Entendemos com esse espaço formativo, que se configura no
diálogo com a literatura, que a construção da experiência musicobiográfica
vai depender, obviamente, da nossa biograficidade, ou
seja, da qualidade dessa experiência com a produção do conhecimento na área. A refiguração textual acontece no percurso narrado, nas
figuras de ligação e produção de sentidos, na recepção do texto e no movimento
que o leitor faz diante do si mesmo como um outro, fazendo produzir uma
identidade narrativa.
Ao fazer uma metanálise do diálogo
estabelecido entre Figueirôa (2017) e Souza (2018)
com Torres (0023), percebi que as identidades narrativas vêm sendo construídas
dentro desse movimento (auto)biográfico no campo da educação musical,
promovendo, assim, figuras de ligação de sujeitos epistêmicos. Isso, no meu
entendimento, é o que nos une como pesquisadores de uma área de conhecimento.
Nessa tríade narrativa, seguimos os autores identificando que as autobiografias
musicais e as lembranças musicais contribuíram para que Figueirôa
(2017) fizesse um exercício para chegar à (auto)biografização
musical, para que Souza (2018) adensasse as lembranças musicais com estudos de
Paul Ricoeur e para que chegassem com Delory-Momberger ao dispositivo formativo de Ateliê Musicobiográfico.
Diante do exposto, compreendo que a arte de tecer um enredo, uma
intriga narrativa, se realiza mediante a teoria de tempo e narrativa de Ricoeur (2010), cuja prefiguração está enraizada no caráter
temporal e nas operações estruturantes. A configuração interpreta e compreende
com esses autores essas operações encadeadas em uma intriga apreendida no tempo
do autor e noutro tempo que é o da sua obra, quando na forma de texto abre
horizontes de possibilidades para a refiguração, de
modo que é nessa tríade narrativa – prefiguração, configuração e refiguração – que produzimos uma identidade narrativa. A
proposta, portanto, consiste em aprofundar esses termos nocionais para que as
dimensões epistemológicas e metodológicas apontem potencialidades e desafios
para a pesquisa em educação musical, a partir da construção de uma identidade
narrativa, sempre incorporando novos acontecimentos dentro do tempo.
É sabido que estamos em um momento adâmico, mas também em um
tempo em que, além de nominar conceitos, estamos aprofundando o diálogo com o
campo da pesquisa (auto)biográfica e da educação musical para, assim,
fertilizar teorias e diferentes modos de produzir dispositivos formativos. Se
para Ricoeur (2013 [1960], p.254) “a intenção central
do mito adâmico é a de ligar outras figuras a partir de Adão e compreendê-las
em ligação com ele, e como que na fronteira da narrativa cujo principal
protagonista é Adão”, compreendo que, no nosso caso, o mito adâmico é a
educação musical. Logo, isso significa compreender essas figuras em ligação –
esses termos nocionais – com ela e que, na fronteira da pesquisa (auto)biográfica,
a principal protagonista é a educação musical.

========

## O QUE FAZER
[1] Responda às perguntas abaixo com base no texto do documento.
(a) De que depende a construção da experiência musicobiográfica?
(b) Quais são os três termos da tríade narrativa em que se produz uma identidade narrativa?
(c) O que é o mito adâmico "no nosso caso"?
[2] Conforme o texto do documento, por que a educação musical é a principal protagonista na fronteira da pesquisa (auto)biográfica? Responda em uma a três frases.

========

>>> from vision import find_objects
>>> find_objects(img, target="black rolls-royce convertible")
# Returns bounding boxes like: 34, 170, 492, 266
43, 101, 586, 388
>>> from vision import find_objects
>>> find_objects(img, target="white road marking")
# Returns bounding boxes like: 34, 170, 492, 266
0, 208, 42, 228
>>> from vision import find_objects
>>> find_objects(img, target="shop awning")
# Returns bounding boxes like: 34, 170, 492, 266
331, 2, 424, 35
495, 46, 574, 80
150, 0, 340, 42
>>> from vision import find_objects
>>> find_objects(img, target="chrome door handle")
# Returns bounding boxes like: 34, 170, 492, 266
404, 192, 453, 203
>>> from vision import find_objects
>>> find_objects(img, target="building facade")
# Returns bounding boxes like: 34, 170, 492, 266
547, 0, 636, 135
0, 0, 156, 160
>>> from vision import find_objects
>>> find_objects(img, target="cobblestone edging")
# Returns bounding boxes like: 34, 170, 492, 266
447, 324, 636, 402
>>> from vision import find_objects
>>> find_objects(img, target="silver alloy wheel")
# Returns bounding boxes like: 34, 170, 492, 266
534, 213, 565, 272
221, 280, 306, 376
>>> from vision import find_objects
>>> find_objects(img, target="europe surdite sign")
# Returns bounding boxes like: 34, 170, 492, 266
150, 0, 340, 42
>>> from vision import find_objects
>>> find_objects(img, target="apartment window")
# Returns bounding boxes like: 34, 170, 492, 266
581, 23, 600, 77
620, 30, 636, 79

========

## RESPOSTAS DOS EXERCÍCIOS
[1]
(a) Depende da nossa biograficidade, isto é, da qualidade dessa experiência com a produção do conhecimento na área.
(b) Prefiguração, configuração e refiguração.
(c) A educação musical.

[2] Para Ricoeur, a intenção central do mito adâmico é ligar outras figuras a partir de Adão e compreendê-las em ligação com ele, na fronteira da narrativa cujo principal protagonista é Adão. Como, no caso em questão, o mito adâmico é a educação musical, os termos nocionais devem ser compreendidos em ligação com ela. Assim, na fronteira da pesquisa (auto)biográfica, a principal protagonista passa a ser a educação musical.